### 課題内容
a: 集中治療医についての本文によると、ICU在室期間の短縮と退院後の生活の質向上を目指す管理は、何を意識したものですか。
b: 集中治療医についての本文のうち、「麻酔科医としての周術期管理の」から「って全力で取り組んでいます。」までをそのまま書き写してください。

### 提供本文
________________________

ABOUT INTENSIVE CARE MEDICINE

集中治療医について

集中治療室(ICU)は、重篤な状態にある患者さんを24時間体制で管理する部門です。手術後の全身管理、多臓器不全、重症敗血症、急性呼吸不全など、高度な専門的医療が求められる患者さんに対し、滋賀医科大学麻酔学講座は集中治療部門として中心的な役割を担っています。

麻酔科医としての周術期管理の知識と技術を基盤に、人工呼吸器管理、循環動態モニタリング、鎮痛・鎮静管理、栄養管理など、集中治療に必要な幅広いスキルを駆使して患者さんの回復を支えています。また、早期離床・リハビリテーションを意識した管理により、ICU在室期間の短縮と退院後の生活の質向上を目指しています。

教育面では、研修医・専攻医がICU診療を通じて全身管理の考え方を体系的に学べる環境を整えています。集中治療専門医の取得を目指す医師に対しても、十分な症例経験と指導体制を提供しています。

私たちは、一人ひとりの患者さんが最善の状態で集中治療を脱し、日常生活へ戻ることができるよう、チーム一丸となって全力で取り組んでいます。

________________________

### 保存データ

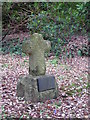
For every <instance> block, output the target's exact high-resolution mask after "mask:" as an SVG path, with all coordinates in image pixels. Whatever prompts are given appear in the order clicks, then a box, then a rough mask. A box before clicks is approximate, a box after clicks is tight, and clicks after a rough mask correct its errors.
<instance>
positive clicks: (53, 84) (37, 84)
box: [17, 75, 58, 102]
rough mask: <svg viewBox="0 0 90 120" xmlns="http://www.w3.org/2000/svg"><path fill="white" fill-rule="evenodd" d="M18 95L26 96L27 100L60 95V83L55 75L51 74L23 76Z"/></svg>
mask: <svg viewBox="0 0 90 120" xmlns="http://www.w3.org/2000/svg"><path fill="white" fill-rule="evenodd" d="M45 80H46V81H45ZM51 81H52V82H53V83H52V82H51ZM42 83H44V84H43V86H41V85H42ZM45 84H46V85H45ZM44 85H45V86H44ZM42 88H44V89H42ZM17 96H18V97H24V98H25V100H26V101H32V102H38V101H45V100H49V99H53V98H56V97H57V96H58V85H57V83H56V81H55V77H54V76H51V75H43V76H32V75H28V76H23V77H21V78H20V79H19V81H18V84H17Z"/></svg>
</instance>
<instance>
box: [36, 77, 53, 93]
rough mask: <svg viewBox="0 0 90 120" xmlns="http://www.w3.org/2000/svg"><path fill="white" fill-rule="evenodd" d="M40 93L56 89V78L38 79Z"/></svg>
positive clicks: (40, 78)
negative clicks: (41, 92)
mask: <svg viewBox="0 0 90 120" xmlns="http://www.w3.org/2000/svg"><path fill="white" fill-rule="evenodd" d="M37 85H38V91H39V92H43V91H46V90H50V89H55V77H54V76H43V77H40V78H38V79H37Z"/></svg>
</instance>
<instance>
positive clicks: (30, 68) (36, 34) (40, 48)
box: [22, 33, 51, 76]
mask: <svg viewBox="0 0 90 120" xmlns="http://www.w3.org/2000/svg"><path fill="white" fill-rule="evenodd" d="M50 49H51V43H50V41H47V40H44V39H43V37H42V35H41V34H38V33H34V34H33V35H32V36H31V37H30V40H28V41H26V42H24V43H23V45H22V51H23V52H24V53H25V54H27V55H29V74H30V75H33V76H39V75H45V72H46V65H45V57H44V53H45V52H49V51H50Z"/></svg>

________________________

### 回答一覧
a: 早期離床・リハビリテーションを意識したものです。

b:
麻酔科医としての周術期管理の知識と技術を基盤に、人工呼吸器管理、循環動態モニタリング、鎮痛・鎮静管理、栄養管理など、集中治療に必要な幅広いスキルを駆使して患者さんの回復を支えています。また、早期離床・リハビリテーションを意識した管理により、ICU在室期間の短縮と退院後の生活の質向上を目指しています。

教育面では、研修医・専攻医がICU診療を通じて全身管理の考え方を体系的に学べる環境を整えています。集中治療専門医の取得を目指す医師に対しても、十分な症例経験と指導体制を提供しています。

私たちは、一人ひとりの患者さんが最善の状態で集中治療を脱し、日常生活へ戻ることができるよう、チーム一丸となって全力で取り組んでいます。